Given entries
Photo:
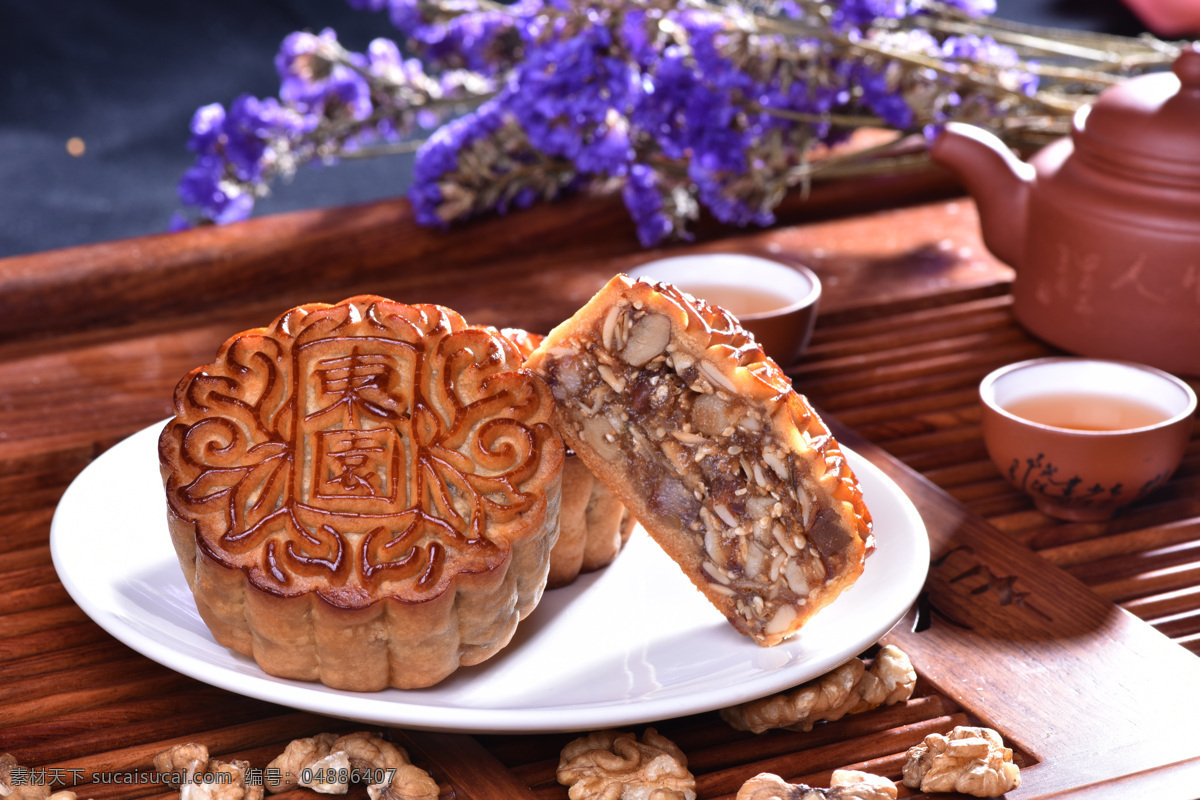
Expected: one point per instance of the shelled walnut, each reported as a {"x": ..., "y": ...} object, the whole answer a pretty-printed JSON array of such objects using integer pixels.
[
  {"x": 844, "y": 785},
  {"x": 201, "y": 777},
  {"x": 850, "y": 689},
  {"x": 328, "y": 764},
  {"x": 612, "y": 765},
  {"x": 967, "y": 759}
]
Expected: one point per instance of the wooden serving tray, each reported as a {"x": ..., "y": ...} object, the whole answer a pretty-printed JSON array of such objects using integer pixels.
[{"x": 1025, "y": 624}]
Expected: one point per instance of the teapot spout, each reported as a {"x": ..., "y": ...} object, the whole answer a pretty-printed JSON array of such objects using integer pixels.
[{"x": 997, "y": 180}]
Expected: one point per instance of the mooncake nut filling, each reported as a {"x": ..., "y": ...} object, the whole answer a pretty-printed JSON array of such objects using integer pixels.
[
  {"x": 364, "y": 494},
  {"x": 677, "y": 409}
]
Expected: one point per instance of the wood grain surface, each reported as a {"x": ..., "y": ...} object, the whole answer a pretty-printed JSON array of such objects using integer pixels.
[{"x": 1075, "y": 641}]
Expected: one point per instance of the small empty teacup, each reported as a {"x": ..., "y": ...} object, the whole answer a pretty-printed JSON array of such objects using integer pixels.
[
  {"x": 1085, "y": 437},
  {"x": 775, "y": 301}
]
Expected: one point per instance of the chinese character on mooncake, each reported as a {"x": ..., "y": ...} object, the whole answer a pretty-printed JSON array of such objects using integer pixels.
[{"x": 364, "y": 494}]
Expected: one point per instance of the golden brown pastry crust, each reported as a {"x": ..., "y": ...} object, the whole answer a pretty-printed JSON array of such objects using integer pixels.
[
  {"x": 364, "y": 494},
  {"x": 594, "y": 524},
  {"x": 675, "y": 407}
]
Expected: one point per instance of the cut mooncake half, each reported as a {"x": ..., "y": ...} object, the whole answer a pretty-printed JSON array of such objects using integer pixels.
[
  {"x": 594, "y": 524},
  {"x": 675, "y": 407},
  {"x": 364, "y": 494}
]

Aim
Quote the full listing above word for word; exclude every picture from the copy.

Task solution
Photo:
Expected: one point per instance of the shelled walnut, each reported as a {"x": ..., "y": ...} object, the whole answer a pretty-printed JSON array of such objects using integer pixels.
[
  {"x": 844, "y": 785},
  {"x": 201, "y": 777},
  {"x": 850, "y": 689},
  {"x": 328, "y": 764},
  {"x": 612, "y": 765},
  {"x": 967, "y": 759}
]
Expected: one point per instance of the wooden serving tray, each reported as a {"x": ..., "y": ...} object, the whole answer a pretty-printed JSON array of such objects using integer pixels.
[{"x": 1025, "y": 624}]
Expected: one point per instance of the teapot spout, each reported as a {"x": ..., "y": ...} object, the whole answer a pretty-printed JSON array of such objects using integer pixels.
[{"x": 997, "y": 180}]
Expected: one point per instance of the mooncake nut filling, each reported as a {"x": ..., "y": ...} object, the whole answer a pretty-printed JSON array of such objects using integer pixels.
[
  {"x": 364, "y": 494},
  {"x": 677, "y": 409}
]
Expected: one point per instance of the wood grain surface, each reported as a {"x": ..., "y": ...} object, the whole answer a pretty-printed JSON array of such objects using integer pixels.
[{"x": 1075, "y": 641}]
Expected: one point per instance of the small empty teacup, each reported as a {"x": ..., "y": ...} object, the whole answer a pretty-printed JSON array of such objects using integer pixels.
[
  {"x": 1085, "y": 437},
  {"x": 775, "y": 301}
]
Expected: one point per instance of the chinese character on mooncake, each reported as a {"x": ..., "y": ...} object, the whole answer a pretty-printed JSON array of such objects using integer pixels.
[{"x": 364, "y": 494}]
Expected: one point per instance of the golden brown pastry crust, each reported as a {"x": ..., "y": ...} object, the whole answer a pretty-printed JSON array of such objects using integer pixels.
[
  {"x": 364, "y": 494},
  {"x": 594, "y": 524},
  {"x": 675, "y": 407}
]
Expected: one point per instance of the cut mooncake half, each reported as a {"x": ..., "y": ...} object, the whole answer a pretty-printed JSON array of such objects using integer pixels.
[
  {"x": 594, "y": 524},
  {"x": 675, "y": 407},
  {"x": 364, "y": 494}
]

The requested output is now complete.